(Instruction)
All of the records below need to be copied exactly.

(Exercise inputs)
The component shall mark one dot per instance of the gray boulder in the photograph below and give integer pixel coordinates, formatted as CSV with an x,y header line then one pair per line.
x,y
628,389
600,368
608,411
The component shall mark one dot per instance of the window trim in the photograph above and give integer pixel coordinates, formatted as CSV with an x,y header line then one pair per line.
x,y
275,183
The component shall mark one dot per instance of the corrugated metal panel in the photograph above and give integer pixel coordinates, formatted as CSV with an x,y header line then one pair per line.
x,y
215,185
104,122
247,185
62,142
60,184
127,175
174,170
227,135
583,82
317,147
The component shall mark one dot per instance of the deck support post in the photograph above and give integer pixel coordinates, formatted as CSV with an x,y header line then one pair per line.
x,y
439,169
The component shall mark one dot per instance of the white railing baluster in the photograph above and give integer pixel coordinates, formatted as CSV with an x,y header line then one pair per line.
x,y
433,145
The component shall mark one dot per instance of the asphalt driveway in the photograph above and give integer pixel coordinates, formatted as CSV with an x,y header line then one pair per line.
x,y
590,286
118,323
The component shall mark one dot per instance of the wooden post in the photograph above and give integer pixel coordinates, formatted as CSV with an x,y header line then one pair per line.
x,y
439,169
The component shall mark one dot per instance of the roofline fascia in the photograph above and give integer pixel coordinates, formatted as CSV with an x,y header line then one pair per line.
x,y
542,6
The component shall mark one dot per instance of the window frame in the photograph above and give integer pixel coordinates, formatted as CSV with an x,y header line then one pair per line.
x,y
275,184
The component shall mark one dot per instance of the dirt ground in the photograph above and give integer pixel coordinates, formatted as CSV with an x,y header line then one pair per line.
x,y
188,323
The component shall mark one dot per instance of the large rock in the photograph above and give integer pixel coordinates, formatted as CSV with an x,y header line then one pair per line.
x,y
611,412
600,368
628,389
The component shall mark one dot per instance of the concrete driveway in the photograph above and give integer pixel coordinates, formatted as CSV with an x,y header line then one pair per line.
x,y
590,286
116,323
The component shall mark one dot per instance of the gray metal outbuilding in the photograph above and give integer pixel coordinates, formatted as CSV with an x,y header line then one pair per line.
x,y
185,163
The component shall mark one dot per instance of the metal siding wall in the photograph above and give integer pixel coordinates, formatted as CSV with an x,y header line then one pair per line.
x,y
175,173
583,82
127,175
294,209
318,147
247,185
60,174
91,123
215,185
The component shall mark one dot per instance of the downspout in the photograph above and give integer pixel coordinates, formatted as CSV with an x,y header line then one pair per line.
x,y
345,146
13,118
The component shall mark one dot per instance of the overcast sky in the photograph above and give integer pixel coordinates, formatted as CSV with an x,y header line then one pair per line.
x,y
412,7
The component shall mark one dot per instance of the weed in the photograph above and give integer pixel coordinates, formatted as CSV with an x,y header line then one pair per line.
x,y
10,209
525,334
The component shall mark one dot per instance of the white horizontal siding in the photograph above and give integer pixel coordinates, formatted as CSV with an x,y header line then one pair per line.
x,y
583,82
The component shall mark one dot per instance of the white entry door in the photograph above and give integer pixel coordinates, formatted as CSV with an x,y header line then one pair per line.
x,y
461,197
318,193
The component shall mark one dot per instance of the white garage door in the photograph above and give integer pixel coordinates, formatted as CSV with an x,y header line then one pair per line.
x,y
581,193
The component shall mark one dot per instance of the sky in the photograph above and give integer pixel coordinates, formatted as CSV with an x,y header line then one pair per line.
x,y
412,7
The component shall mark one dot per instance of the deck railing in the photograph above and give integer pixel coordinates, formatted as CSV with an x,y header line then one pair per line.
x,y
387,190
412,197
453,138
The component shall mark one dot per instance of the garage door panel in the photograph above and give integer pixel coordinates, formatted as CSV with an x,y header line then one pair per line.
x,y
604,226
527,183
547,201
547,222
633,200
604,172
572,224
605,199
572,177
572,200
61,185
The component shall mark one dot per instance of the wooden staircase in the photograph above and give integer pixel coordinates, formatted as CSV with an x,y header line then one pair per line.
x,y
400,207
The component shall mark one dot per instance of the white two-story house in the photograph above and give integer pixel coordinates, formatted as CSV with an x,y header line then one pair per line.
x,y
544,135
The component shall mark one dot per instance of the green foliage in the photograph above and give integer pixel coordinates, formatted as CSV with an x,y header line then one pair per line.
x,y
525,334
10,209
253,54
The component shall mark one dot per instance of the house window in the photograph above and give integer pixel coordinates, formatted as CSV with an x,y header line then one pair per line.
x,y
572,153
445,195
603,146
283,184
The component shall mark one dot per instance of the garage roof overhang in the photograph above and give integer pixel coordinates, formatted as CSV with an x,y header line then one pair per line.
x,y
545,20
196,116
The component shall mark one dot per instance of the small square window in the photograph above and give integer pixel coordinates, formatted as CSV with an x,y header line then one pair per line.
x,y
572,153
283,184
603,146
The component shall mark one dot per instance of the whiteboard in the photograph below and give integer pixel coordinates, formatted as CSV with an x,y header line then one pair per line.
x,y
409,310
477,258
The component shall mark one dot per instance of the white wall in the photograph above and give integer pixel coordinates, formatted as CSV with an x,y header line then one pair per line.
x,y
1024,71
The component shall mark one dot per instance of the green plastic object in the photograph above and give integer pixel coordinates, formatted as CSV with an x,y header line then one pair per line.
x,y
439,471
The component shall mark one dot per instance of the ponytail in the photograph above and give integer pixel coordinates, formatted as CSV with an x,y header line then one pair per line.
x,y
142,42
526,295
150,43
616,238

(Output)
The component shall mark one dot per instance of the gray boulder in the photograph below and give integer pixel coordinates, formatted as CSV with an x,y header line then one pair per line.
x,y
628,389
600,368
608,411
The component shall mark one dot per instance of the window trim in the photograph above and give integer pixel coordinates, formatted as CSV with an x,y header line then one pair per line.
x,y
275,183
The component shall mark one dot per instance of the corrugated metal panel in the photograph above and give integer pixel coordinates, formatted as CSV with an x,y header line then one pair per line.
x,y
215,185
104,122
247,185
62,142
60,184
127,175
174,170
227,135
583,82
317,147
The component shall mark one dot per instance of the deck support post in the photograph above and give integer pixel coordinates, formatted as CSV with an x,y header line then one pair per line.
x,y
439,169
The component shall mark one dot per instance of the white railing baluster in the photograph above and give integer pixel coordinates, formatted as CSV with an x,y header line then one pair per line.
x,y
433,145
The component shall mark one dot per instance of the asphalt driveway in the photograph above and give integer pixel coordinates, formatted as CSV with an x,y header line then one pair per line.
x,y
590,286
118,323
The component shall mark one dot per instance of the wooden post in the photograph above and give integer pixel coordinates, formatted as CSV with an x,y header line then one pair per line.
x,y
439,169
The component shall mark one dot per instance of the roofline fascia in the photograph above and give integer pixel coordinates, formatted as CSV with an x,y header line then one pair per line.
x,y
542,6
The component shall mark one dot per instance of the window frame in the photograph above and give integer pixel coordinates, formatted as CSV with an x,y header line then one pair per line.
x,y
275,184
The component shall mark one dot per instance of the dirt ground in the photograph above and give integer pixel coordinates, formatted as CSV with an x,y header line then one pair per line.
x,y
188,323
The component shall mark one dot per instance of the large rock in the photograph above and give integer pixel coordinates, formatted as CSV with an x,y header line then one pair per line.
x,y
611,412
600,368
628,389
The component shall mark one dot per instance of the concrete driveway in the photograph above and give integer pixel coordinates, formatted as CSV with an x,y header line then one pair per line.
x,y
590,286
116,323
The component shall mark one dot per instance of the gray metal outbuilding in the photograph above and give integer pixel coordinates, formatted as CSV with an x,y header line then one pair per line.
x,y
185,163
The component shall mark one dot per instance of the metal siding wall in the photograph above and give integer pixel coordinates, formatted as CSV with an x,y header line then one pair per line.
x,y
175,173
583,82
127,175
294,209
318,147
247,185
60,174
91,123
215,185
The component shall mark one dot per instance of the downspout in the photograph above and give integer pixel coordinates, formatted as CSV with an x,y header line then one pair per line.
x,y
345,146
13,118
The component shall mark one dot per instance of the overcast sky in the photograph above and give integer pixel coordinates, formatted as CSV with an x,y header line then one pair per line.
x,y
412,7
The component shall mark one dot per instance of the weed in the photograph above and give integer pixel coordinates, formatted as CSV with an x,y header line then one pair per line.
x,y
10,209
525,334
The component shall mark one dot per instance of the white horizontal siding in the photograph above and give integer pixel coordinates, formatted as CSV with an x,y header line then one pair per line.
x,y
583,82
The component shall mark one dot per instance of the white entry door in the photograph above and give integer pixel coordinates, formatted as CSV with an x,y header line then one pair per line.
x,y
461,197
318,193
The component shall mark one dot per instance of the white garage door in the photograph above and give integer pixel coordinates, formatted as CSV with an x,y header line then one pair per line.
x,y
581,193
The component shall mark one dot per instance of the sky in the photograph above and give integer pixel coordinates, formatted as CSV with an x,y header line then one pair per line.
x,y
412,7
The component shall mark one dot per instance of the deck railing in the photograph above and give integer pixel coordinates, formatted as CSV with an x,y header line then one pair per line.
x,y
387,190
412,197
453,138
The component shall mark one dot per instance of the garage door panel in the photograph above and give integer pixel coordinates, formatted as CSV with an x,y header line then one pair per line.
x,y
604,226
527,183
547,201
547,222
633,200
604,172
572,224
605,199
572,177
572,200
61,185
The component shall mark one dot per instance of the wooden staircase in the photograph above and give integer pixel coordinates, formatted as CSV with an x,y header line then one pair per line.
x,y
400,207
The component shall mark one dot per instance of the white two-story house in the photograph above and give integer pixel coordinates, formatted as CSV with an x,y header line then one pair per line.
x,y
544,135
The component shall mark one dot per instance of the green foliage in the photograph above and give integer pixel coordinates, formatted as CSV with an x,y header line then one pair per line.
x,y
525,334
10,209
253,54
The component shall mark one dot per instance of the house window in the photograph above and give integer pixel coordinates, formatted as CSV with an x,y header line then one pair per line.
x,y
572,153
445,195
603,146
283,184
The component shall mark one dot per instance of the garage roof overhang in the photograph above and give integer pixel coordinates, formatted as CSV with an x,y header line then one pair per line.
x,y
545,20
196,116
The component shall mark one dot per instance of the small square window in the photograph above and give integer pixel coordinates, formatted as CSV with an x,y header line then one pair per line.
x,y
572,153
283,184
603,146
The component shall mark one dot per instance of the whiteboard in the photograph below and give integer pixel coordinates, formatted as CSV with an x,y header line then one pair per line.
x,y
409,310
477,258
The component shall mark one dot per instance of the white wall in the photograph above and give integer pixel coordinates, formatted as CSV with an x,y header line then one pair per line.
x,y
1024,71
The component shall mark one dot per instance of the green plastic object in the photograph above and give integer pixel coordinates, formatted as CSV with an x,y header line then one pair per line.
x,y
439,471
The component shall mark one dot per instance of the ponytail in the photograph above and give integer pixel coordinates, formatted as CSV with an x,y header line then one pair per line.
x,y
142,42
526,295
150,43
616,238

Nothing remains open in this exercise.